--- Data supplied Enclosed Below ---
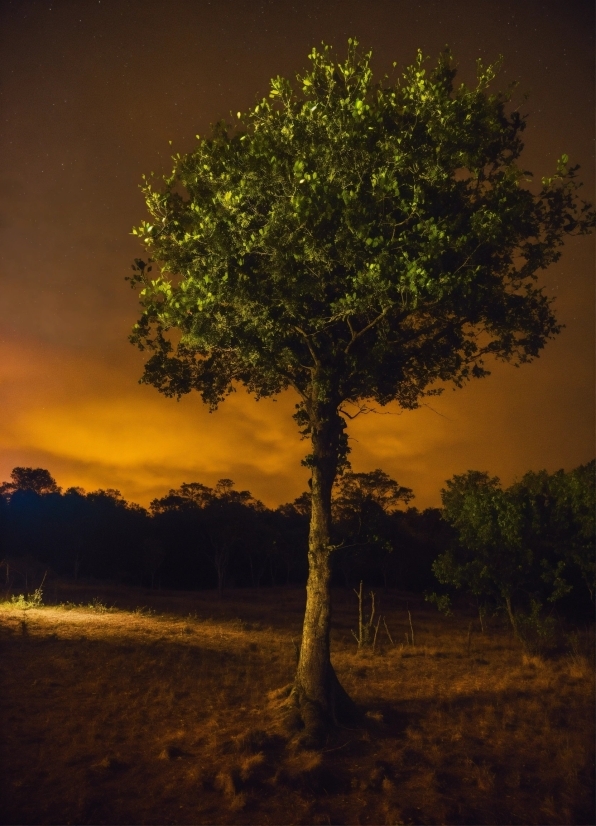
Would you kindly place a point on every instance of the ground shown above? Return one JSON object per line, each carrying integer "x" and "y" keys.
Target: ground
{"x": 124, "y": 706}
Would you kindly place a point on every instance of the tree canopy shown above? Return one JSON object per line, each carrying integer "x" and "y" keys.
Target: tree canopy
{"x": 383, "y": 235}
{"x": 354, "y": 241}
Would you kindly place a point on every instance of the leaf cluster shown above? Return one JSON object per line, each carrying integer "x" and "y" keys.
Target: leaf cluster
{"x": 351, "y": 240}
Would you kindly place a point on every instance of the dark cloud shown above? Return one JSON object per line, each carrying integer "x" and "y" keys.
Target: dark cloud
{"x": 91, "y": 94}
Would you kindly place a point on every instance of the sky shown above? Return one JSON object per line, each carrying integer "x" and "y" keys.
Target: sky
{"x": 91, "y": 93}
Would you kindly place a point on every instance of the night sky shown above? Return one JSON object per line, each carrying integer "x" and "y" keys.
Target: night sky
{"x": 91, "y": 93}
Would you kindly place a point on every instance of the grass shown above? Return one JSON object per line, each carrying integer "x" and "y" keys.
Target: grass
{"x": 128, "y": 707}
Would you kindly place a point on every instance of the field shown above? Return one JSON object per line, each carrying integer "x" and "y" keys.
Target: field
{"x": 133, "y": 707}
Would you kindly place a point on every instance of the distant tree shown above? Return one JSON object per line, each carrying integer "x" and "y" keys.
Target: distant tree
{"x": 489, "y": 558}
{"x": 38, "y": 480}
{"x": 521, "y": 547}
{"x": 356, "y": 242}
{"x": 560, "y": 513}
{"x": 226, "y": 517}
{"x": 361, "y": 505}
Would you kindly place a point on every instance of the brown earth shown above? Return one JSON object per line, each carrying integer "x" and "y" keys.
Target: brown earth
{"x": 113, "y": 714}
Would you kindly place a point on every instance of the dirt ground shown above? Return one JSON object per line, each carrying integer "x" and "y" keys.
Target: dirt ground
{"x": 134, "y": 707}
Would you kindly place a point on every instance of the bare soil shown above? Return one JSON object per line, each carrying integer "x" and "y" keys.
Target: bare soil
{"x": 135, "y": 707}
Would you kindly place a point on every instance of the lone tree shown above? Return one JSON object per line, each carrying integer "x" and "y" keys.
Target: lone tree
{"x": 358, "y": 243}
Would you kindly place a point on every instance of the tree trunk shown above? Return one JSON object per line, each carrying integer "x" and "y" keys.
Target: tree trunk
{"x": 317, "y": 690}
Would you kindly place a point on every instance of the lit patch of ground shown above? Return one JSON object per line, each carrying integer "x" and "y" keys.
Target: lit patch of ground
{"x": 168, "y": 714}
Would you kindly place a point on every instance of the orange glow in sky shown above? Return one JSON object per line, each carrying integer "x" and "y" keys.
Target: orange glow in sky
{"x": 92, "y": 94}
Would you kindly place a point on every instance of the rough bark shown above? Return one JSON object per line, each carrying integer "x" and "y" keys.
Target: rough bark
{"x": 317, "y": 691}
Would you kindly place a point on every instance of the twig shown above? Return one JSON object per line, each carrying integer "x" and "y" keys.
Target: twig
{"x": 376, "y": 632}
{"x": 411, "y": 626}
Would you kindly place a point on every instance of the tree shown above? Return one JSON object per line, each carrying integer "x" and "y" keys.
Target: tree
{"x": 523, "y": 547}
{"x": 38, "y": 480}
{"x": 357, "y": 243}
{"x": 560, "y": 511}
{"x": 361, "y": 506}
{"x": 226, "y": 517}
{"x": 490, "y": 558}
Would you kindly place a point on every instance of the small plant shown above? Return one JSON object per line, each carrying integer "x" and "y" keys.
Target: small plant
{"x": 366, "y": 637}
{"x": 536, "y": 631}
{"x": 97, "y": 605}
{"x": 35, "y": 600}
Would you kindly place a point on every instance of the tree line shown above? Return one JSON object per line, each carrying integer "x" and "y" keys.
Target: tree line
{"x": 515, "y": 548}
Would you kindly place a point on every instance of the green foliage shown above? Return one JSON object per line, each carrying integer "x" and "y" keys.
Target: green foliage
{"x": 38, "y": 480}
{"x": 34, "y": 600}
{"x": 530, "y": 544}
{"x": 536, "y": 629}
{"x": 351, "y": 240}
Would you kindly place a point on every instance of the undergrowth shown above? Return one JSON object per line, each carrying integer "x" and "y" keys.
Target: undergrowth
{"x": 171, "y": 713}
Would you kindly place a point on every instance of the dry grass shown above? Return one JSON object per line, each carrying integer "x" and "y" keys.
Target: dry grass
{"x": 131, "y": 717}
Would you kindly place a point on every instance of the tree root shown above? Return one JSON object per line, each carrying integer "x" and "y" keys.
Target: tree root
{"x": 309, "y": 722}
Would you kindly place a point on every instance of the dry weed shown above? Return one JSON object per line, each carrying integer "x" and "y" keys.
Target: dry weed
{"x": 173, "y": 714}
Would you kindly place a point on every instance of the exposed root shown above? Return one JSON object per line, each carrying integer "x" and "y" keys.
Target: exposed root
{"x": 307, "y": 722}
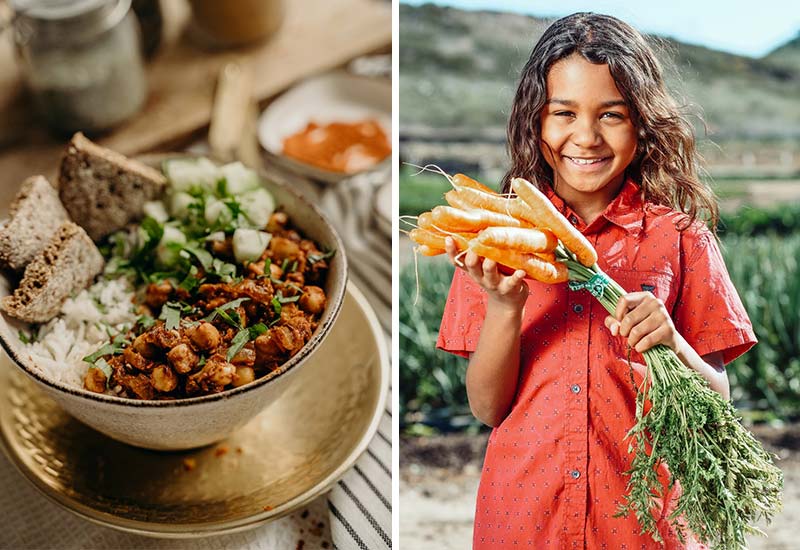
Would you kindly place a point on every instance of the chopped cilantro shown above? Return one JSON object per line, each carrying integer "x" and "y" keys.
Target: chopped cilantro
{"x": 204, "y": 256}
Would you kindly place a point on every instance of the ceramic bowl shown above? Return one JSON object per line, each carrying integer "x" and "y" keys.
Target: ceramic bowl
{"x": 196, "y": 421}
{"x": 333, "y": 97}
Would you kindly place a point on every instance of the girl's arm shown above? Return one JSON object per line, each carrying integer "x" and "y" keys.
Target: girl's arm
{"x": 644, "y": 320}
{"x": 493, "y": 371}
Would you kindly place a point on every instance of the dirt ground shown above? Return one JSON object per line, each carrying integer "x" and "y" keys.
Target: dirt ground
{"x": 439, "y": 481}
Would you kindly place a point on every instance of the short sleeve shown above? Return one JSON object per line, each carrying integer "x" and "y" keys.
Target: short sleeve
{"x": 463, "y": 316}
{"x": 708, "y": 312}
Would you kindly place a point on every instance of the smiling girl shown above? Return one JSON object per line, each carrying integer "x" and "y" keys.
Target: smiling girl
{"x": 594, "y": 128}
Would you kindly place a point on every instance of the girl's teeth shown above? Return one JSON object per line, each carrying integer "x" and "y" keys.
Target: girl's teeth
{"x": 584, "y": 161}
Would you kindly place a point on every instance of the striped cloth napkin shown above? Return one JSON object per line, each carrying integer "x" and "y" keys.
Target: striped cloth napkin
{"x": 360, "y": 504}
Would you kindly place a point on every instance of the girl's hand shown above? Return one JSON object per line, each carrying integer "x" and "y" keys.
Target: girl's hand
{"x": 506, "y": 290}
{"x": 644, "y": 320}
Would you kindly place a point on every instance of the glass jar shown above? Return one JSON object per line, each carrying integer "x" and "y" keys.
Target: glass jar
{"x": 81, "y": 60}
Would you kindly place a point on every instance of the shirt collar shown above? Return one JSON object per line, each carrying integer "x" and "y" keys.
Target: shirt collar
{"x": 625, "y": 211}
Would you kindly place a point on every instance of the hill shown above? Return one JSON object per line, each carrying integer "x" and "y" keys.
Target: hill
{"x": 459, "y": 70}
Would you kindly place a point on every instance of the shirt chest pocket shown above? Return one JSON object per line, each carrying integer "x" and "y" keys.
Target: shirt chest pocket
{"x": 659, "y": 283}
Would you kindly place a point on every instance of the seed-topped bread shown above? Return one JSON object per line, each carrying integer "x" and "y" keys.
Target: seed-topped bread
{"x": 103, "y": 190}
{"x": 68, "y": 264}
{"x": 34, "y": 217}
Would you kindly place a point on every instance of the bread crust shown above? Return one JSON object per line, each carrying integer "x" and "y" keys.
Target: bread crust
{"x": 34, "y": 217}
{"x": 67, "y": 265}
{"x": 102, "y": 190}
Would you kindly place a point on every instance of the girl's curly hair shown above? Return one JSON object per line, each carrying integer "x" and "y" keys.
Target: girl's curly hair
{"x": 666, "y": 162}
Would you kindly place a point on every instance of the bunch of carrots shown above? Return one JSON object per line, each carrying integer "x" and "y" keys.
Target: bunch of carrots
{"x": 728, "y": 480}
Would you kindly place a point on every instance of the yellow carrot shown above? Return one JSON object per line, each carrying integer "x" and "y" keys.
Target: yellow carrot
{"x": 468, "y": 198}
{"x": 426, "y": 250}
{"x": 544, "y": 214}
{"x": 456, "y": 220}
{"x": 425, "y": 221}
{"x": 460, "y": 180}
{"x": 520, "y": 239}
{"x": 435, "y": 239}
{"x": 535, "y": 267}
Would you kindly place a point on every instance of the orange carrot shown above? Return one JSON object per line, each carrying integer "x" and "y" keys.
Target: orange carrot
{"x": 535, "y": 267}
{"x": 434, "y": 239}
{"x": 520, "y": 239}
{"x": 456, "y": 220}
{"x": 460, "y": 180}
{"x": 544, "y": 214}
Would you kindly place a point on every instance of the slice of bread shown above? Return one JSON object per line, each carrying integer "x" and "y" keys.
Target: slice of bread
{"x": 34, "y": 217}
{"x": 103, "y": 190}
{"x": 67, "y": 265}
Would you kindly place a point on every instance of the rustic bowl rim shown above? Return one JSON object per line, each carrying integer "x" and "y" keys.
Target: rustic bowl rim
{"x": 306, "y": 351}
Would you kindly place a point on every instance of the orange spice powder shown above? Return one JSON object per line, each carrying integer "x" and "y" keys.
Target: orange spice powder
{"x": 346, "y": 147}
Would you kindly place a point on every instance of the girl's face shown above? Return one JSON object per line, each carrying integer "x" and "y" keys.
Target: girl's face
{"x": 587, "y": 135}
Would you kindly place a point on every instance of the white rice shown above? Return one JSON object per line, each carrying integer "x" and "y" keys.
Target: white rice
{"x": 83, "y": 326}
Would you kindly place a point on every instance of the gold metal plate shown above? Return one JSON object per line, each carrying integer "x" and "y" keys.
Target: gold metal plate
{"x": 288, "y": 455}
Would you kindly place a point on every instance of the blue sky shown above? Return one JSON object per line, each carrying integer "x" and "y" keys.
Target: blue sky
{"x": 744, "y": 27}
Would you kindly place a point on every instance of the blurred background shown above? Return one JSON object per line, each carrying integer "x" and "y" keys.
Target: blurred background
{"x": 738, "y": 67}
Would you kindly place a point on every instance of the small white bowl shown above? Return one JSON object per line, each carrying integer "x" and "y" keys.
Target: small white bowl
{"x": 333, "y": 97}
{"x": 195, "y": 421}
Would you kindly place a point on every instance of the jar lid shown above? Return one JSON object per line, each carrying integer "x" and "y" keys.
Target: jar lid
{"x": 56, "y": 9}
{"x": 67, "y": 19}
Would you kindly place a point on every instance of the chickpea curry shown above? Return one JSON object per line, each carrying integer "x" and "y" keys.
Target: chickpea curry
{"x": 222, "y": 301}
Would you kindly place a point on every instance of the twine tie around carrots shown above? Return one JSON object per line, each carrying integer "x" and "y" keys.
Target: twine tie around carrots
{"x": 596, "y": 285}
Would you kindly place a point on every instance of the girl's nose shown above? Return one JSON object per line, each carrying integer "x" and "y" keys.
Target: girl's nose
{"x": 586, "y": 133}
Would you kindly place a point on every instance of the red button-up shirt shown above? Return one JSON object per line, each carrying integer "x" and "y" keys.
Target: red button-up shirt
{"x": 554, "y": 472}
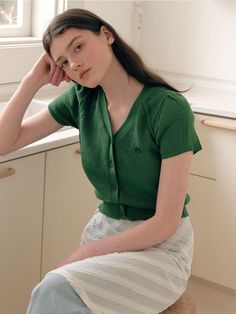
--- End of Enclosed Data supplied ---
With the pictures left out, transcribe exactly the lines from the line holding "of the blurred" through the closing line of the entries.

**Answer space**
Would you kindly place a point on every instance of the blurred background shown above? Return one JSON object per line, each carrying integer "x" and "y" keys.
Target: blurred background
{"x": 738, "y": 67}
Would you kindly place a point on every instance of the small white bowl shown above? Return one JSON object per line, each carrying integer "x" and "y" keys.
Target: small white bowl
{"x": 333, "y": 97}
{"x": 195, "y": 421}
Would you kindly place a point on every instance of the jar lid shown above? Return one JSON object per line, each carrying integer "x" and "y" keys.
Target: jar lid
{"x": 56, "y": 9}
{"x": 67, "y": 19}
Would you kindly place a point on every instance of the chickpea curry shown above? Return one JSON object per line, each carrying integer "x" and "y" keys.
Target: chickpea curry
{"x": 222, "y": 301}
Would you kindly place a point on every instance of the twine tie around carrots shown above? Return one JSON object per line, each carrying integer "x" and "y" keys.
Target: twine tie around carrots
{"x": 596, "y": 285}
Would you kindly place a point on every instance of the girl's nose shown above? Return one JSON object per line, each carrying integer "x" and "y" keys.
Target: girl's nose
{"x": 586, "y": 133}
Would you kindly place a point on every instance of the red button-up shirt shown above? Return one JSON object per line, each carrying integer "x" and "y" keys.
Target: red button-up shirt
{"x": 554, "y": 472}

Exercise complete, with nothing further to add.